Set problem >>
Copy out the entries word for word, starting at the beginning of the entries and ending with the line that contains "POLYGON ((266 149, 271". Include both ends, and leave the pictures out of your answer.

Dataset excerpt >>
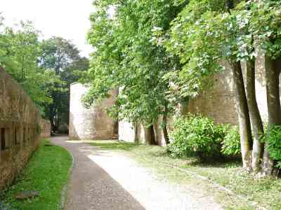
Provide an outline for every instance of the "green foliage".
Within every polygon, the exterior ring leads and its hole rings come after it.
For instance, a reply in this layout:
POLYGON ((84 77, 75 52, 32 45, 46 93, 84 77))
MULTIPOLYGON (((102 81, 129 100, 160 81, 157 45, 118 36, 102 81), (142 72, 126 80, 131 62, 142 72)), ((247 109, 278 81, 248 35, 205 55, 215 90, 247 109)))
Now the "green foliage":
POLYGON ((177 118, 170 134, 168 149, 174 156, 195 155, 201 158, 221 155, 224 129, 209 118, 189 115, 177 118))
POLYGON ((225 125, 226 136, 222 142, 221 152, 226 155, 235 155, 241 153, 240 136, 237 127, 225 125))
POLYGON ((266 149, 271 158, 277 162, 276 167, 281 169, 281 126, 268 128, 268 133, 264 138, 267 143, 266 149))
POLYGON ((166 98, 169 81, 163 77, 177 68, 178 59, 152 43, 155 27, 168 29, 182 8, 181 1, 95 1, 89 41, 96 48, 84 82, 91 90, 91 105, 122 88, 113 115, 148 124, 173 111, 166 98), (115 13, 108 10, 115 8, 115 13))
POLYGON ((216 125, 208 118, 189 114, 177 118, 170 134, 168 146, 173 156, 206 158, 234 155, 240 153, 237 127, 216 125))
POLYGON ((52 99, 47 87, 58 82, 58 78, 38 64, 39 31, 30 22, 21 22, 17 30, 0 27, 0 65, 22 85, 39 108, 51 104, 52 99))
POLYGON ((79 56, 79 51, 70 41, 60 37, 43 41, 40 49, 40 66, 59 78, 59 82, 47 86, 52 103, 44 106, 45 118, 56 131, 60 124, 68 123, 70 86, 79 80, 80 71, 88 70, 89 60, 79 56))
POLYGON ((65 149, 55 145, 45 146, 46 144, 49 144, 49 141, 41 142, 16 181, 1 197, 8 209, 61 209, 61 193, 67 183, 72 158, 65 149), (15 195, 21 190, 38 190, 39 196, 16 200, 15 195))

Solved problem >>
Provide an outline for every instance of the "green foliage".
Within every polygon, the exterior ring leads and its hole rings come after it.
For instance, a reply in this layout:
POLYGON ((84 77, 75 52, 32 45, 46 93, 84 77))
MULTIPOLYGON (((102 81, 129 100, 160 81, 157 45, 118 36, 102 81), (142 72, 126 80, 131 62, 142 72)), ((247 109, 278 81, 248 35, 205 55, 215 90, 247 109)))
Now the "green foliage":
POLYGON ((177 118, 170 134, 168 149, 174 156, 195 155, 201 158, 221 155, 224 129, 209 118, 189 115, 177 118))
POLYGON ((225 125, 226 136, 222 142, 221 152, 226 155, 235 155, 241 153, 240 136, 237 127, 225 125))
POLYGON ((266 149, 271 158, 277 162, 276 167, 281 169, 281 126, 268 128, 268 133, 264 138, 267 143, 266 149))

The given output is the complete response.